REQUIRED ACTION => Filter the data for "tire" and copy matching lines.

● ● ●

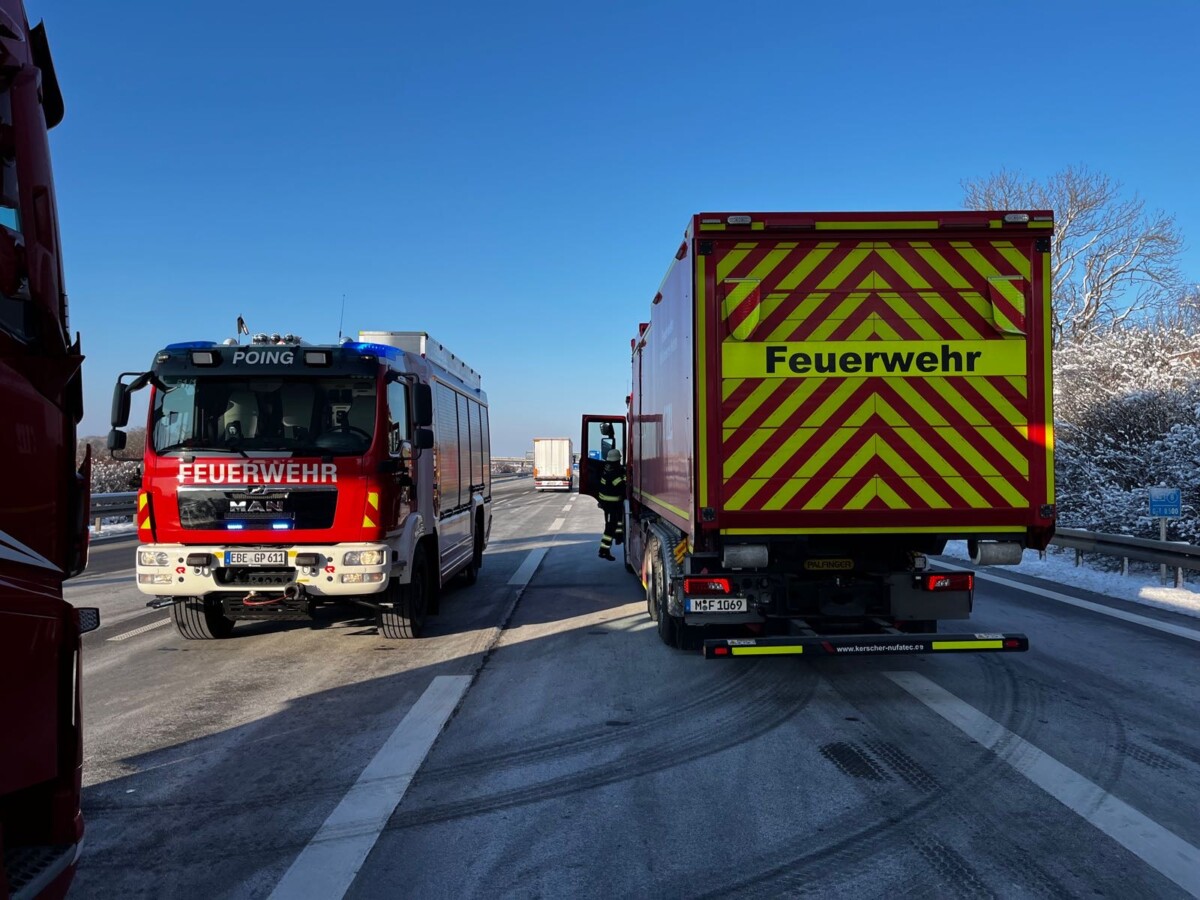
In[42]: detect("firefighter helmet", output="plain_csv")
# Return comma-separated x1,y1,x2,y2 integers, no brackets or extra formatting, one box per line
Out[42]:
606,449,622,462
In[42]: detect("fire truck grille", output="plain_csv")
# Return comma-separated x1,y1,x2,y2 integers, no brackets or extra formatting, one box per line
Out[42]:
177,488,338,530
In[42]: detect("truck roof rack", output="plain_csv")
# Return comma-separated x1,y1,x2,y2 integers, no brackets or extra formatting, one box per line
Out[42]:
358,331,481,390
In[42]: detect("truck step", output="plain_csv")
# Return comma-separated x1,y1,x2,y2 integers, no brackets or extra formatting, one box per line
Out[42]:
5,843,77,900
703,632,1028,659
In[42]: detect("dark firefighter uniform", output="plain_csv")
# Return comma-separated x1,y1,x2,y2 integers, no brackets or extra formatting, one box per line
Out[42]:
598,450,626,560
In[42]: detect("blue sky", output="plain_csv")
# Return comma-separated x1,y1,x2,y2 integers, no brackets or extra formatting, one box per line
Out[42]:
33,0,1200,456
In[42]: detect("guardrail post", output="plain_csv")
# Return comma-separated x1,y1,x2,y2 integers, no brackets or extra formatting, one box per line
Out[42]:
1121,557,1129,576
1075,548,1082,567
1176,567,1184,589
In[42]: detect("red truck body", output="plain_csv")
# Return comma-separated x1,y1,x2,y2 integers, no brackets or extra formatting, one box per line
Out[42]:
0,6,97,897
112,331,491,640
583,212,1053,657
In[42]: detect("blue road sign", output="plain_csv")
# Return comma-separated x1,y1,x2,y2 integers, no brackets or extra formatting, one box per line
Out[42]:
1149,487,1182,518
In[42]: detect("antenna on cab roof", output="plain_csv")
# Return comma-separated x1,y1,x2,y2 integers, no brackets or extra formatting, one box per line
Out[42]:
337,294,347,344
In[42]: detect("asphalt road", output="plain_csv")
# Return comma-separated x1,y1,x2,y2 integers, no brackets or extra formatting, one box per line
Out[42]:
66,481,1200,899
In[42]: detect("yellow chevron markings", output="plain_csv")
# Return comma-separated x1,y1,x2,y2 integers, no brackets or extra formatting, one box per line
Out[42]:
775,246,837,291
1005,375,1028,397
722,428,776,482
723,378,745,401
844,478,878,510
723,378,787,431
722,378,859,485
725,382,870,509
763,425,859,510
802,438,879,510
816,245,872,290
875,439,952,508
761,375,827,427
717,247,753,281
967,376,1026,425
995,243,1031,279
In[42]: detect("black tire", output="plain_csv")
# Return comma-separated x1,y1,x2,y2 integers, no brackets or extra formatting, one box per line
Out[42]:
380,552,429,639
645,539,660,622
464,516,484,585
171,596,235,640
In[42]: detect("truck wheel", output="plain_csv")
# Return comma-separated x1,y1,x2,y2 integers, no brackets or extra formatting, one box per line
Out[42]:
645,539,660,622
464,517,484,585
655,574,679,648
171,596,235,640
380,553,429,639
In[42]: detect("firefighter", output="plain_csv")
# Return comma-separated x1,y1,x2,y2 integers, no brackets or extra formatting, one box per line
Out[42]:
597,448,626,561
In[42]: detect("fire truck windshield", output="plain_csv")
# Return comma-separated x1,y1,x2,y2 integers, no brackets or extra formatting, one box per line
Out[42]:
151,375,377,457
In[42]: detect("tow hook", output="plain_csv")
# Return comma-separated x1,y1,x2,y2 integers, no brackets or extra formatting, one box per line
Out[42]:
242,585,304,607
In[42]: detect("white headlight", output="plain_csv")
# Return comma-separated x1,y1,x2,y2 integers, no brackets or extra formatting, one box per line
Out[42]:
139,550,170,567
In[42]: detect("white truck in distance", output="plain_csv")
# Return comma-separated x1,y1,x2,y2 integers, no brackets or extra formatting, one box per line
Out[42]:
533,438,573,491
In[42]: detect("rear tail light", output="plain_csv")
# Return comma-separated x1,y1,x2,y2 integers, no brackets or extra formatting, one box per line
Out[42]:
683,577,731,595
922,573,974,591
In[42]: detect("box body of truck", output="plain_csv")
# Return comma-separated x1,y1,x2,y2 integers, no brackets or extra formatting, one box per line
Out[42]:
582,211,1052,655
533,438,573,491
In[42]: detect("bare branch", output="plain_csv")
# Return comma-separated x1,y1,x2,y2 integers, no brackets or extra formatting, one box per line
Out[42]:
961,165,1186,343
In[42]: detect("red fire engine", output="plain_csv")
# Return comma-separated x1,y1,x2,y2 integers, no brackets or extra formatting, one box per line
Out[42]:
109,330,491,639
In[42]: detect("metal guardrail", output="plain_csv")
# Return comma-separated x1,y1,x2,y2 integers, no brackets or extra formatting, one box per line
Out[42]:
1049,527,1198,587
91,492,137,530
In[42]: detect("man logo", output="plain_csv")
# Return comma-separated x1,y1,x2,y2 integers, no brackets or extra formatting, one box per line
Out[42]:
228,500,284,513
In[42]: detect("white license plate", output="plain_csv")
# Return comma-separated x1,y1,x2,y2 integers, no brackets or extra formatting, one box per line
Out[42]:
224,550,288,566
686,597,748,613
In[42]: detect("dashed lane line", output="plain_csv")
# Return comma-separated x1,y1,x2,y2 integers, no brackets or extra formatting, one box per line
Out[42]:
549,518,565,532
268,675,472,900
887,671,1200,897
106,618,171,642
508,548,548,586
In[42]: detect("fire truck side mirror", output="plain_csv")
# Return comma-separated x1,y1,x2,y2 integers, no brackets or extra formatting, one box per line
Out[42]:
111,381,131,428
414,428,434,450
413,384,433,427
106,429,126,452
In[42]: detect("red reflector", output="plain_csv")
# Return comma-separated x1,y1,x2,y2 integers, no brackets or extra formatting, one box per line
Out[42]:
683,577,731,595
714,646,729,656
923,573,973,591
1005,639,1019,648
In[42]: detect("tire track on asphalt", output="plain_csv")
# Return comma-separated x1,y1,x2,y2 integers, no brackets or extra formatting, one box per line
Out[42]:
694,659,1061,899
393,669,820,829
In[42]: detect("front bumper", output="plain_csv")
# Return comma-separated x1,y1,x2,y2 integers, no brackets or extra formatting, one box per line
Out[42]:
134,543,391,598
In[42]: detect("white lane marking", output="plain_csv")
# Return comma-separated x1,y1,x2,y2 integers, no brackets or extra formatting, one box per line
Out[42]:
939,562,1200,644
561,505,572,512
507,548,548,586
107,618,171,642
269,675,471,900
886,671,1200,896
549,518,565,532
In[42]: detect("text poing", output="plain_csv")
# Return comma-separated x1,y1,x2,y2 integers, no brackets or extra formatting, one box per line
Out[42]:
177,462,338,484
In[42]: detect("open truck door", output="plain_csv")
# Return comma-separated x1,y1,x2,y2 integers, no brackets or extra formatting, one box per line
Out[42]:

● ● ●

SOLUTION TO THIS PROBLEM =>
In[42]: detect("black tire", output="plain_csv")
In[42]: detect("tire track on asphalt", output="plain_csv")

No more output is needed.